[Shape-labeling records]
──────

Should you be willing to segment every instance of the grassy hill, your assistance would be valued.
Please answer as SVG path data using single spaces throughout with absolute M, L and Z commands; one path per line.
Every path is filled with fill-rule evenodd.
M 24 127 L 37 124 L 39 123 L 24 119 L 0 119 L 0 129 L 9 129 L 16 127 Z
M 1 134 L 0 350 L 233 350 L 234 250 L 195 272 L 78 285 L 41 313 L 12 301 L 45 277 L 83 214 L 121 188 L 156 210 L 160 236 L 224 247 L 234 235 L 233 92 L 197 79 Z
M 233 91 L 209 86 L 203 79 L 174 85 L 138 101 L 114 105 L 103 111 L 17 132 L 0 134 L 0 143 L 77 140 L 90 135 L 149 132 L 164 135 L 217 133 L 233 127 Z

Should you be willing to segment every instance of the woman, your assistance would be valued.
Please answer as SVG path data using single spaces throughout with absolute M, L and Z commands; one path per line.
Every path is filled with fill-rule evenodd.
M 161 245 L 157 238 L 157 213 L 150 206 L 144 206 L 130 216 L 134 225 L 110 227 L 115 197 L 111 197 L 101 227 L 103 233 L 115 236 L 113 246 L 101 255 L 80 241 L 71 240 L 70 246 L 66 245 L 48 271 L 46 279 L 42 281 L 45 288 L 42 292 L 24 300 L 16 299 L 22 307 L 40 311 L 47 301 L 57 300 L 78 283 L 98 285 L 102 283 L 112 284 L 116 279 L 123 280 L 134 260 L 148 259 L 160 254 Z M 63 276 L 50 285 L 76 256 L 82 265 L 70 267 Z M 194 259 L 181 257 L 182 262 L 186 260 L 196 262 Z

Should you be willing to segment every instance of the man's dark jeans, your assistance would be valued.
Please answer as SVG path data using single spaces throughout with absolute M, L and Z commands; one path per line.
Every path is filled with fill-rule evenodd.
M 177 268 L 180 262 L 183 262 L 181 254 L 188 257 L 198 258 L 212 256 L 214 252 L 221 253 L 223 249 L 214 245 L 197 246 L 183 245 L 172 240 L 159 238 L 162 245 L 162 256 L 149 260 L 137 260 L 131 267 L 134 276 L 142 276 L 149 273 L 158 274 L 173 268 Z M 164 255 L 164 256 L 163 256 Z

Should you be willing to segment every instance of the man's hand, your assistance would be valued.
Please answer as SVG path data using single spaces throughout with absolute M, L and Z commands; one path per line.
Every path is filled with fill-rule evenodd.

──────

* _Task brief_: Put the lines above into a JSON list of strings with one string per line, and skip the blank lines.

* _Result for this task_:
[
  "Should you be willing to segment every instance of the grassy hill, your assistance would be valued.",
  "Please answer as SVG path data using single spaces throughout with absolute M, L and Z commands; one path per line.",
  "Every path is filled with fill-rule evenodd.",
  "M 24 127 L 37 124 L 39 123 L 24 119 L 0 119 L 0 129 L 9 129 L 16 127 Z",
  "M 1 134 L 0 350 L 233 350 L 234 250 L 195 272 L 78 285 L 41 313 L 12 301 L 45 277 L 83 214 L 121 188 L 156 210 L 160 236 L 224 247 L 234 235 L 233 92 L 197 79 Z",
  "M 233 91 L 209 86 L 203 79 L 174 85 L 138 101 L 114 105 L 103 111 L 17 132 L 0 134 L 0 143 L 77 140 L 90 135 L 149 132 L 164 135 L 217 133 L 233 127 Z",
  "Should you be willing to segment every instance of the woman, your assistance would be valued.",
  "Please answer as SVG path data using single spaces throughout with absolute M, L and Z commands; one path per line.",
  "Every path is filled with fill-rule evenodd.",
  "M 161 245 L 157 238 L 157 213 L 150 206 L 144 206 L 130 216 L 134 225 L 110 227 L 115 197 L 111 197 L 101 227 L 103 233 L 115 236 L 113 246 L 101 255 L 80 241 L 71 240 L 70 246 L 66 245 L 48 271 L 46 279 L 42 281 L 45 288 L 42 292 L 24 300 L 16 299 L 22 307 L 40 311 L 47 301 L 57 300 L 78 283 L 98 285 L 102 283 L 112 284 L 116 279 L 123 280 L 134 260 L 148 259 L 160 254 Z M 63 276 L 50 285 L 76 256 L 82 265 L 70 267 Z M 194 259 L 181 257 L 182 262 L 186 260 L 196 262 Z",
  "Should you be willing to segment every instance of the man's dark jeans, your assistance would be valued.",
  "Please answer as SVG path data using single spaces throughout with absolute M, L and Z commands; one path per line.",
  "Every path is filled with fill-rule evenodd.",
  "M 177 268 L 180 262 L 183 262 L 181 254 L 188 257 L 198 258 L 212 256 L 214 252 L 221 253 L 223 249 L 214 245 L 197 246 L 183 245 L 172 240 L 159 238 L 162 245 L 162 256 L 149 260 L 137 260 L 131 267 L 134 276 L 142 276 L 149 273 L 158 274 L 173 268 Z M 164 255 L 164 256 L 163 256 Z",
  "Should you be willing to segment every instance of the man's hand, your assistance would be valued.",
  "Please answer as SVG path data using single spaces throughout with absolute M, L and Z commands; one path per line.",
  "Every path is filled with fill-rule evenodd."
]